O Brasil possui uma lei específica tratando da transparência nas finanças públicas, é a Lei Complementar nº 131, de 27 de maio de 2009 (lei esta que alterou a Lei Complementar 101, de 04 de maio de 2000), criando a obrigatoriedade para os entes públicos em instituírem e manterem os chamados portais da transparência, para a população acompanhar em tempo real os gastos dos governos Federal, Estaduais, do Distrito Federal e dos Municípios.
Temos ainda uma lei tratando do acesso à informação, é a Lei nº 12.527, de 18 de novembro de 2011 (Lei de Acesso à Informação), que regulamenta o pedido de informações de atos e processos públicos por qualquer pessoa interessada.
Já a Lei nº 8.666, de 21 de junho de 1993 (Lei das Licitações e Contratos Administrativos) prevê expressamente em seu art. 1º o princípio da publicidade como um dos regedores dos processos de licitação e da celebração de contratos públicos com a possibilidade de acesso por qualquer pessoa interessada no procedimento licitatório ou no contrato administrativo.

**Informações extraídas:**
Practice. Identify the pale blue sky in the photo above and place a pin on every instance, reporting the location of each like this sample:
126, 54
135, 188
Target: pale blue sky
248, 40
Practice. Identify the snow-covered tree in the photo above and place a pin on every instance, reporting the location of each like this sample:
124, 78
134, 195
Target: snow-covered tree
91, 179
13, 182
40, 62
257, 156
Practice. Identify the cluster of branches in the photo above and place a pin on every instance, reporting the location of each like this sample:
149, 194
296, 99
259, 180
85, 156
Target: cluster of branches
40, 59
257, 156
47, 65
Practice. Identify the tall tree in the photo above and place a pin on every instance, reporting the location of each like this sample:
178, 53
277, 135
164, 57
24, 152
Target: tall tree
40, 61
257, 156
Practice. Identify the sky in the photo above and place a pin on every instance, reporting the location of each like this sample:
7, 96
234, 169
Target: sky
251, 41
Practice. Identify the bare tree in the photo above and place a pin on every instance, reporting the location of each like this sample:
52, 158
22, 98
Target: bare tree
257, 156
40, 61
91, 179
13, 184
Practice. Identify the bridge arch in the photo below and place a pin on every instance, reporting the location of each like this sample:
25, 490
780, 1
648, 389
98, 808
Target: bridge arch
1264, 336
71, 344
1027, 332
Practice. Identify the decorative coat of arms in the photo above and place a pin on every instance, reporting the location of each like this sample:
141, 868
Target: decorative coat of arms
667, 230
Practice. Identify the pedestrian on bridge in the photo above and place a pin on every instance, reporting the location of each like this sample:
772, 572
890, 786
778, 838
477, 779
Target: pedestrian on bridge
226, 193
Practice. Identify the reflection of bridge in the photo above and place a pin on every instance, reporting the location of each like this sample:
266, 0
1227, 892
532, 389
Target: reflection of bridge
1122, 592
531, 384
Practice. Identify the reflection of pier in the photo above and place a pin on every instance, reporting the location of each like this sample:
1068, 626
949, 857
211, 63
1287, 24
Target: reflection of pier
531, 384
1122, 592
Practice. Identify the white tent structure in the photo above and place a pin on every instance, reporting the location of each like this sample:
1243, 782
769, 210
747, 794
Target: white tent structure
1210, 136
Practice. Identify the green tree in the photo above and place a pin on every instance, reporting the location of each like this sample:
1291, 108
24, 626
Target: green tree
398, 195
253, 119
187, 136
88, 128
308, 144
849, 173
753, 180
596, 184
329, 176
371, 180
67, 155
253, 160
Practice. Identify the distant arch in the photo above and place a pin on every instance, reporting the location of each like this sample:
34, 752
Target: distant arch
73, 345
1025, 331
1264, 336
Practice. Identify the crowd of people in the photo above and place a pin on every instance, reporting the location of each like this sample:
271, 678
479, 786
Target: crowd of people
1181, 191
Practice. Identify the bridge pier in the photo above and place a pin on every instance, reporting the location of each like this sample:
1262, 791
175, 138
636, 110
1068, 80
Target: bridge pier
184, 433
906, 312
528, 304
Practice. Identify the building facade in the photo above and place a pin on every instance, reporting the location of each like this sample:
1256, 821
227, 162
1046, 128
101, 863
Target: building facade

**Seu objetivo:** Relacione todas as leis citadas no texto sobre transparência nas finanças públicas, com o número e a data de cada uma.

**Resultado da tarefa:**
- Lei Complementar nº 131, de 27 de maio de 2009
- Lei Complementar 101, de 04 de maio de 2000
- Lei nº 12.527, de 18 de novembro de 2011 (Lei de Acesso à Informação)
- Lei nº 8.666, de 21 de junho de 1993 (Lei das Licitações e Contratos Administrativos)